§ **WHAT YOU HAVE TO DO**:
The lines from the start of the data through the line with "rough mask: <svg" are to be returned verbatim; all later lines are to be omitted.

§ **TASK DATA**:
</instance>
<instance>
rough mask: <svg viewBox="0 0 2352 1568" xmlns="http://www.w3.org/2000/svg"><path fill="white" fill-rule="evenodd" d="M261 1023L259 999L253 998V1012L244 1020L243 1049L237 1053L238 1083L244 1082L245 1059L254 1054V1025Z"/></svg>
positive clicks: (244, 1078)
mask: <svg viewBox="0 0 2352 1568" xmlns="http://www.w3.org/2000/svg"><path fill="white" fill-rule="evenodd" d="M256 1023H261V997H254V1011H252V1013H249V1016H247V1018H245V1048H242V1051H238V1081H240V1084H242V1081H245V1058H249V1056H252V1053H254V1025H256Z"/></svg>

§ **YOUR SOLUTION**:
</instance>
<instance>
rough mask: <svg viewBox="0 0 2352 1568" xmlns="http://www.w3.org/2000/svg"><path fill="white" fill-rule="evenodd" d="M261 1023L259 999L253 998V1012L244 1020L243 1049L237 1053L238 1083L244 1082L245 1059L254 1054V1025Z"/></svg>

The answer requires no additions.